▶ [Exercise aim] Turn each line of the data below into a JSON list of strings, one string per line, with blank lines omitted.

▶ [Pointing and labeling data]
◆ ◆ ◆ ◆
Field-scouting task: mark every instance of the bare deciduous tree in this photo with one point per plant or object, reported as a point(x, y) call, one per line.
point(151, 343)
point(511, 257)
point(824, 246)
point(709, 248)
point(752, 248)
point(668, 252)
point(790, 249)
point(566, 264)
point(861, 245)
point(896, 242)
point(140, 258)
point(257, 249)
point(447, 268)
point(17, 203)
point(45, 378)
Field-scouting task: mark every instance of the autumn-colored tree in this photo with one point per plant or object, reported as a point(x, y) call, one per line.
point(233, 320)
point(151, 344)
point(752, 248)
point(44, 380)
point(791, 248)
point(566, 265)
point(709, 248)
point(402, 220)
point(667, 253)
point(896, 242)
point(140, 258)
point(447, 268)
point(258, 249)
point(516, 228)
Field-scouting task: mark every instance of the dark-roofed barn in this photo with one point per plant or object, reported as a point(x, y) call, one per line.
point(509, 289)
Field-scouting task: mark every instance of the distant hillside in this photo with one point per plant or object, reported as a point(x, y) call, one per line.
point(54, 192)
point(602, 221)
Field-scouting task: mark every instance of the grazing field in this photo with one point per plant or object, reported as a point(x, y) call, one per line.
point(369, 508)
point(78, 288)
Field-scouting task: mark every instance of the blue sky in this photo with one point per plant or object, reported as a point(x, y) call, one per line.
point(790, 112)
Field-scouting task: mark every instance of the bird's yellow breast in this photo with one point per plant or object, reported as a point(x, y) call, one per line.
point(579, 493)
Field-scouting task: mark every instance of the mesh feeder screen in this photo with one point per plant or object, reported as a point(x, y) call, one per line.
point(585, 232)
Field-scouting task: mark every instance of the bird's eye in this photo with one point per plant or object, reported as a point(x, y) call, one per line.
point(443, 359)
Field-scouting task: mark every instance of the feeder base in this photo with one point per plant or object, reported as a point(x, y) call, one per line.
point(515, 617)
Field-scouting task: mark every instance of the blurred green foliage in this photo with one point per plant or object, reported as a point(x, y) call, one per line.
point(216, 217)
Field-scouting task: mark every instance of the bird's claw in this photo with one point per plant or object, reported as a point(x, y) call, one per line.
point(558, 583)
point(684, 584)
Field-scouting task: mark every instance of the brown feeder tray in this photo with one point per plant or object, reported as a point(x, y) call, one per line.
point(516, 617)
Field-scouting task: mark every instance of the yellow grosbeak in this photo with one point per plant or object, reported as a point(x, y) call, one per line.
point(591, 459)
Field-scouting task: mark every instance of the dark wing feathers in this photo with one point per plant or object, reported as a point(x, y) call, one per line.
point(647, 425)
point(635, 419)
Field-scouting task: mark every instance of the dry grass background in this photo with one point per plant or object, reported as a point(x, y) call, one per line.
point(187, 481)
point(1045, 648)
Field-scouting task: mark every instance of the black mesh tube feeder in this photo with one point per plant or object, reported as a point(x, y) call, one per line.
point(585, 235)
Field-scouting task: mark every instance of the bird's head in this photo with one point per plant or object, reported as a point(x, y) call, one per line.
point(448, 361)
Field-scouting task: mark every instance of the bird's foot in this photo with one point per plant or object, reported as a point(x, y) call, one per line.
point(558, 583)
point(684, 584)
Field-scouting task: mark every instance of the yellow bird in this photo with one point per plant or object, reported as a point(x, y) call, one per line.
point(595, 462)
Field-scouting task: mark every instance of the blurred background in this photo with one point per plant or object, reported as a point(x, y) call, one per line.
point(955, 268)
◆ ◆ ◆ ◆
▶ [Solved exercise]
[
  "Field-scouting task: mark every instance of the bare deciduous tree in this photo with one point per plant or object, reported as a point(x, y) call, one per line.",
  "point(151, 343)",
  "point(511, 257)",
  "point(824, 246)",
  "point(709, 248)",
  "point(752, 248)",
  "point(668, 252)",
  "point(790, 249)",
  "point(566, 264)",
  "point(861, 245)",
  "point(896, 242)",
  "point(140, 258)",
  "point(257, 249)",
  "point(447, 268)",
  "point(17, 203)",
  "point(45, 378)",
  "Field-scouting task: mark every instance of the autumn-colored tree in this photo with one point per plant or object, reported as a point(x, y) call, one per line.",
  "point(233, 320)",
  "point(151, 344)",
  "point(752, 248)",
  "point(44, 380)",
  "point(791, 248)",
  "point(566, 265)",
  "point(709, 248)",
  "point(402, 220)",
  "point(667, 253)",
  "point(896, 242)",
  "point(140, 258)",
  "point(447, 268)",
  "point(258, 249)",
  "point(516, 228)",
  "Field-scouting task: mark every instance of the dark-roofed barn in this photo with one point per plant or object, reported as a point(x, y) call, one per line.",
  "point(509, 289)",
  "Field-scouting task: mark every instance of the distant hillside in this photo with one point per plant or object, reported as a point(x, y) call, one per line.",
  "point(54, 192)",
  "point(602, 221)",
  "Field-scouting task: mark every instance of the grazing field in this photo with one point per plant or object, reported as a point(x, y) call, one per line.",
  "point(369, 508)",
  "point(78, 288)",
  "Field-scouting task: mark every instance of the blue sky in this photo with one point per plant or object, reported as a point(x, y) call, one per line.",
  "point(790, 112)",
  "Field-scouting task: mark every instance of the bird's yellow breast in this photo with one point per plant or object, reported as a point(x, y) call, one per line.",
  "point(579, 493)",
  "Field-scouting task: mark every instance of the mesh feeder screen in this photo with one point per plant or object, reported as a point(x, y) call, one per line.",
  "point(585, 232)",
  "Field-scouting task: mark every instance of the bird's eye in this photo with one point per plant or object, reported as a point(x, y) call, one per line.",
  "point(443, 359)",
  "Field-scouting task: mark every instance of the feeder base in this photo with one point per plant or object, reported as a point(x, y) call, one per line.",
  "point(515, 617)",
  "Field-scouting task: mark every instance of the blurred green foliage in this photo with one point per plant or object, reported as a point(x, y) call, one per line.",
  "point(216, 217)",
  "Field-scouting task: mark every instance of the bird's claw in this photo with one point per plant or object, reported as a point(x, y) call, one per line.",
  "point(558, 583)",
  "point(684, 584)",
  "Field-scouting task: mark every instance of the brown feeder tray in this photo with one point per plant or object, reported as a point(x, y) call, one per line.",
  "point(516, 617)",
  "Field-scouting task: mark every instance of the yellow grosbeak in this photo with one point per plant or object, reported as a point(x, y) call, one per line.",
  "point(591, 459)",
  "Field-scouting task: mark every instance of the dark wing feathers in this photo with one point per plant or object, reported as a point(x, y) call, one per line.",
  "point(647, 425)",
  "point(635, 419)",
  "Field-scouting task: mark every instance of the dry grass background in this photo with one point per plant or object, reported as a point(x, y) call, one per line.",
  "point(187, 481)",
  "point(1045, 648)",
  "Field-scouting task: mark every instance of the black mesh tube feeder in this photo with one point per plant or object, reported as a point(x, y) call, one per line.",
  "point(585, 235)",
  "Field-scouting task: mark every instance of the bird's head in this photo with one point per plant or object, reported as a point(x, y) call, one per line.",
  "point(448, 361)",
  "Field-scouting task: mark every instance of the bird's foot in this photo with one point per plant or object, reported as a point(x, y) call, one per line.",
  "point(558, 583)",
  "point(684, 584)",
  "Field-scouting task: mark every instance of the yellow bird in this photo with one point per plant or object, reported as a point(x, y) call, one per line.",
  "point(595, 462)",
  "Field-scouting task: mark every instance of the blurred background in this photo with one point per plant or object, reported as a point(x, y) call, one per line.",
  "point(955, 268)"
]